--- Begin EXTRACT ---
If you have bought or sold property before, you will know that it can become fairly stressful, very quickly. A decent Estate Agent should be taking that stress away from you. I used to thrive under pressure and stress, it would always bring the best out in me. When you buy or sell a property, you only need to deal with one part, your own particular bit. As an agent you are charged with negotiating the entire chain. Lots of people, other agents and solicitors and its this part that I have transferred to my parenting job.
Negotiating. I am still king of the negotiators. Or am I ?
If you have more than one kid, you will appreciate that life has evolved. Long gone are the days of only having to keep one little angel happy. You are now a full time referee. Without making too many assumptions, I will guess that your kids are similar to mine and are, either amazing together, playing nicely, agreeing on TV programs or, they are at each others throats, impatient, shouting, disagreeing and fighting. This transition can happen in a flash too, one minute peaceful and quiet, the next is like a Oliver Stone war movie scene. We all deal with situations differently. Over the years I have pulled them apart, lost my temper, yelled……… the list goes on. Then it dawned on me. You got this!
My lot have inherited stubbiness from both myself and their Mum and while this infuriates me, I can’t really blame them. I’m sure its not just mine. Kids in general can be accidentally stubborn and selfish. Its up to us to bring the best out in them, or teach them to bring the best out in themselves. A regular occurrence in our household is the TV/Youtube choices. For example, the little lady refuses to watch what everyone else wants to watch. Even though she loved the same program earlier in the day, she has now decided she has in fact never like it.
--- End EXTRACT ---
--- Begin DATASET ENTRIES ---
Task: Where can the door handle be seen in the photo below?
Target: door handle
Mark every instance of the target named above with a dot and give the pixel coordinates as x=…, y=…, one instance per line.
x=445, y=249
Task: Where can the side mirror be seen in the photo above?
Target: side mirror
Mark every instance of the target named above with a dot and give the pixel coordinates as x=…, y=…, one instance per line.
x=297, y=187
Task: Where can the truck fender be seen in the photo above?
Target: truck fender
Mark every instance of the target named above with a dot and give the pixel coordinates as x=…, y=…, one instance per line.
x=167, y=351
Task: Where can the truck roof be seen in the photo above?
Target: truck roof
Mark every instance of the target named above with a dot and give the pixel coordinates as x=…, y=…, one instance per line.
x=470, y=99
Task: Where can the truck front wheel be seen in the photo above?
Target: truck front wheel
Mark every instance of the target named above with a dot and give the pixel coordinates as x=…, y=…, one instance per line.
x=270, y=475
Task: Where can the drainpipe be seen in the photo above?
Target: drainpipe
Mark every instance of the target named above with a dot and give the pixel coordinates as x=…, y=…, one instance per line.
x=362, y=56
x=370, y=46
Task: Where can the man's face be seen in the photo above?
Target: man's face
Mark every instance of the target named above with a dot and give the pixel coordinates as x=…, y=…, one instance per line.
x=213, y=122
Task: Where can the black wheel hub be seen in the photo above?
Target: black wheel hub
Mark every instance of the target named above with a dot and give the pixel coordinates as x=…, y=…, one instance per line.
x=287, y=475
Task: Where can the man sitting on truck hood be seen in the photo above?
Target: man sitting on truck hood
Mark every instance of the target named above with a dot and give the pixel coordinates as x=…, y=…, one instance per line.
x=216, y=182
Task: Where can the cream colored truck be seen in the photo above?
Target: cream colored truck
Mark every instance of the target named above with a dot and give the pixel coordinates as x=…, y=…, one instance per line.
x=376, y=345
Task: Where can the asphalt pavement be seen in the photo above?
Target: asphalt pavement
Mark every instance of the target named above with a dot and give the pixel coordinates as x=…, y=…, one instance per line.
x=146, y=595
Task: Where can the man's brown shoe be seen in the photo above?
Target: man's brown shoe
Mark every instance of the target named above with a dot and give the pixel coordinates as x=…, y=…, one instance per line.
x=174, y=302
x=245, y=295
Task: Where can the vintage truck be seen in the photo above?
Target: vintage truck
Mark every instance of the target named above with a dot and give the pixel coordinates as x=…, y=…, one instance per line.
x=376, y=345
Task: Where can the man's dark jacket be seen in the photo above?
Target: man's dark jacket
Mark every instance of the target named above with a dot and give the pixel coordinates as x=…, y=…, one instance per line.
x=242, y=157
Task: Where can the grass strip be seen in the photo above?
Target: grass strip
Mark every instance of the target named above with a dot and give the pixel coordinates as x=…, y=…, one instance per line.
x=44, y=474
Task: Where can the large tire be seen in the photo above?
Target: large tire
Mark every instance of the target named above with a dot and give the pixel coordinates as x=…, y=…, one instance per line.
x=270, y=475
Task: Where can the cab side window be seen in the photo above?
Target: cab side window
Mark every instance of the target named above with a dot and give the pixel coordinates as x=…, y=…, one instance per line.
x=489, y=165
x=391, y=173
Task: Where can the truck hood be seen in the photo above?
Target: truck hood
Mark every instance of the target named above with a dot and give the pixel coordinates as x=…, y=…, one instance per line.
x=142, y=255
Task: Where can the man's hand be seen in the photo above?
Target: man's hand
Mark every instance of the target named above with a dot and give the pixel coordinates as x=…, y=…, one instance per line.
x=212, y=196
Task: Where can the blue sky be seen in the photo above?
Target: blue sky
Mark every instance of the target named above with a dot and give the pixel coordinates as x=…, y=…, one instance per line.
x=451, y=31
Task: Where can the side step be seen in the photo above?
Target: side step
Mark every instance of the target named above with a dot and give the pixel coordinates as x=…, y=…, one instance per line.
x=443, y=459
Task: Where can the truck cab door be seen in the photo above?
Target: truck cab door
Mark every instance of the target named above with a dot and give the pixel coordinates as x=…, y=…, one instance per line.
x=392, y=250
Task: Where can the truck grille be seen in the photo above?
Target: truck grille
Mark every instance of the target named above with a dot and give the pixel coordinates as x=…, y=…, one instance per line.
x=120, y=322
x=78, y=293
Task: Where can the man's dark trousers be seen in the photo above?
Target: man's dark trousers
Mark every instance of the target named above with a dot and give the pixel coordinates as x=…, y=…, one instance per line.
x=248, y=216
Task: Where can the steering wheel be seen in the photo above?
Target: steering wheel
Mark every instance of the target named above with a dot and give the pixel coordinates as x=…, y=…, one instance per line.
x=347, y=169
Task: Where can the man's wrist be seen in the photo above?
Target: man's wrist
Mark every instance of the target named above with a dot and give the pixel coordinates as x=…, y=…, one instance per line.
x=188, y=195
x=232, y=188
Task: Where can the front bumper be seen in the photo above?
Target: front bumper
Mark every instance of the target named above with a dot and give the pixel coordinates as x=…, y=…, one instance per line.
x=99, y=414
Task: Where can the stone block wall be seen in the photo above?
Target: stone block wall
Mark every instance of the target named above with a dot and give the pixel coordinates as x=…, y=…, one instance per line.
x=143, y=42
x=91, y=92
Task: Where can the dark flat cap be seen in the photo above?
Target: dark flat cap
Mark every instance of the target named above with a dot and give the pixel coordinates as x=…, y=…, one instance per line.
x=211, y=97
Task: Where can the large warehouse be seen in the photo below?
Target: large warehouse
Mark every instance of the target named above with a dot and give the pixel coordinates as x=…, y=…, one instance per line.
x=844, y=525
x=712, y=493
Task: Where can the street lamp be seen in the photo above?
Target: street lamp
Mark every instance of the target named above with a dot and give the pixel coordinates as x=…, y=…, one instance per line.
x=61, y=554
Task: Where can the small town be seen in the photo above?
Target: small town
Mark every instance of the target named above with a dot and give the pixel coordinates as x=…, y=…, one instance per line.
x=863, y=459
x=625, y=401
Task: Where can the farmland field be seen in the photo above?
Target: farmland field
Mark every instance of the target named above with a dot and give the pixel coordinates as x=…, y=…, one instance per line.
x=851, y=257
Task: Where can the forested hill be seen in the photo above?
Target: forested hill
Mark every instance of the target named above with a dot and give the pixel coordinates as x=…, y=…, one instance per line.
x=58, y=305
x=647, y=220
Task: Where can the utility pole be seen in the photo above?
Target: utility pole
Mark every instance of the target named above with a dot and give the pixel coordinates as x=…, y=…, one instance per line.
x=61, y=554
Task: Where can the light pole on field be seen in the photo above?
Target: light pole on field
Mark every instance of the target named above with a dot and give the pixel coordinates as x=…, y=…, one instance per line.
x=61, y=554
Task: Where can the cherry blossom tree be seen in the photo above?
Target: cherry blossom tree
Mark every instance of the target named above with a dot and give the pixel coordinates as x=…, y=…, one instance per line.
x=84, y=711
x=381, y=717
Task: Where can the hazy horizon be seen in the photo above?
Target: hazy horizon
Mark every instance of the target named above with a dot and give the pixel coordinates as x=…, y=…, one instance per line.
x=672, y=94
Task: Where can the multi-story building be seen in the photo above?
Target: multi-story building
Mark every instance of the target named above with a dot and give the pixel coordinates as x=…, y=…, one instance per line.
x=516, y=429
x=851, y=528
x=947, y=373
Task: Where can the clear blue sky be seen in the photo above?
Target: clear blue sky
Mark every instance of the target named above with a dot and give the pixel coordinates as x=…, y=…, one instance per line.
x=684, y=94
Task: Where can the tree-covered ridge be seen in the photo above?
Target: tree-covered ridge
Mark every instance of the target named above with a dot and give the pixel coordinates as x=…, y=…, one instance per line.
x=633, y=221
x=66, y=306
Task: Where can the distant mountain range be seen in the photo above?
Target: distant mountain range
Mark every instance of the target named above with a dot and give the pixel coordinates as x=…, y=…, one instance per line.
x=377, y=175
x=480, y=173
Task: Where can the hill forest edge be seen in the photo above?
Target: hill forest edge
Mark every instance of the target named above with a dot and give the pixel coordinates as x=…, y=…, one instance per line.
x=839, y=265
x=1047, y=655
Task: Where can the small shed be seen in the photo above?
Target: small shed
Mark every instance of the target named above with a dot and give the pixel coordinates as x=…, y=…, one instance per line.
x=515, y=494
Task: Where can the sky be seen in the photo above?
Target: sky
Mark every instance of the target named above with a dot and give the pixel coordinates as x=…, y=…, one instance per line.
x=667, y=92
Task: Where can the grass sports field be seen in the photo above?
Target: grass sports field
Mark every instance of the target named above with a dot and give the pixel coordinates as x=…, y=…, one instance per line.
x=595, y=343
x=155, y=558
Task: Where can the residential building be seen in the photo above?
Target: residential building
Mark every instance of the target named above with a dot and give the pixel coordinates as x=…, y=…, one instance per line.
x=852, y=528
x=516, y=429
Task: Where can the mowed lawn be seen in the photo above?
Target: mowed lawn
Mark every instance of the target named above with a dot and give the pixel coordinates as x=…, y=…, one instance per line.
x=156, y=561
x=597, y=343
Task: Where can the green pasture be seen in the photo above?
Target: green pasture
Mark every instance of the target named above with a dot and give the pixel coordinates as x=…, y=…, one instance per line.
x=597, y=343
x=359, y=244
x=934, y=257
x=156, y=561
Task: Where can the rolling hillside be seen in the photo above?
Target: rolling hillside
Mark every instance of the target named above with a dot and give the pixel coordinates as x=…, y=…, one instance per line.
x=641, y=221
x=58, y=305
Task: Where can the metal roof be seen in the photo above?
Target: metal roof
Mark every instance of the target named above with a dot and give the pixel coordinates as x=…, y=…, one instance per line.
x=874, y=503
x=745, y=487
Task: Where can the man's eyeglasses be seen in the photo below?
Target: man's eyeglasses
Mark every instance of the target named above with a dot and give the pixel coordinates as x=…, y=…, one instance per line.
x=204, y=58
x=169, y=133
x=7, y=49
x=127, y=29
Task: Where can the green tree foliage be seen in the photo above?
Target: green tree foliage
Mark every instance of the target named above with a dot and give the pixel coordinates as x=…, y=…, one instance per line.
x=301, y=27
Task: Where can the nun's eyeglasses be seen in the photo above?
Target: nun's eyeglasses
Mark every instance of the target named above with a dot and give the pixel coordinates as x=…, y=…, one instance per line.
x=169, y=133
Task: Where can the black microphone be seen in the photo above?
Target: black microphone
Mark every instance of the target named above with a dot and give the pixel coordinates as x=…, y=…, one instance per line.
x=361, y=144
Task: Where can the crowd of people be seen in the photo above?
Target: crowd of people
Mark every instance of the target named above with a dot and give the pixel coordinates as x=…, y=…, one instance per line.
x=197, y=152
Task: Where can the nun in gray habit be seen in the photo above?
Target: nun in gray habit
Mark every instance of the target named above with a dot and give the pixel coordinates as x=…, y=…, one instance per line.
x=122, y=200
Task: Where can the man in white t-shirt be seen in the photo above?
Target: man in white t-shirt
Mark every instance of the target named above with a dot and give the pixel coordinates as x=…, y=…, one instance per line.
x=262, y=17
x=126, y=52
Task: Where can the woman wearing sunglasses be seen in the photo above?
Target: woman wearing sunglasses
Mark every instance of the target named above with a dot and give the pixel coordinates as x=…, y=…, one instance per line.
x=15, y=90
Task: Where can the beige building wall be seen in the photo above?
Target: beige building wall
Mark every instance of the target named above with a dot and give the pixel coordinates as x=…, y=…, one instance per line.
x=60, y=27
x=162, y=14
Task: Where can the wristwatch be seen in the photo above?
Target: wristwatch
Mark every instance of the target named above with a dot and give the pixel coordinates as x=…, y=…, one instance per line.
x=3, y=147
--- End DATASET ENTRIES ---
▶ _REQUIREMENT A_
In the parenting piece, what is an estate agent charged with negotiating?
▶ _REQUIREMENT B_
Copy out the lines of the records between the line containing "Task: Where can the side mirror" and the line containing "x=470, y=99", inclusive.
The parenting piece and the records have no connection to each other.

▶ _RESPONSE A_
The entire chain.

▶ _RESPONSE B_
Task: Where can the side mirror be seen in the photo above?
Target: side mirror
Mark every instance of the target named above with a dot and give the pixel coordinates as x=…, y=…, one instance per line.
x=297, y=187
Task: Where can the truck fender be seen in the photo above?
Target: truck fender
Mark every instance of the target named above with a dot and give the pixel coordinates as x=…, y=…, one instance per line.
x=167, y=351
Task: Where can the truck roof be seen in the photo above?
Target: truck roof
Mark every instance of the target named above with a dot and give the pixel coordinates as x=…, y=…, one instance per line.
x=470, y=99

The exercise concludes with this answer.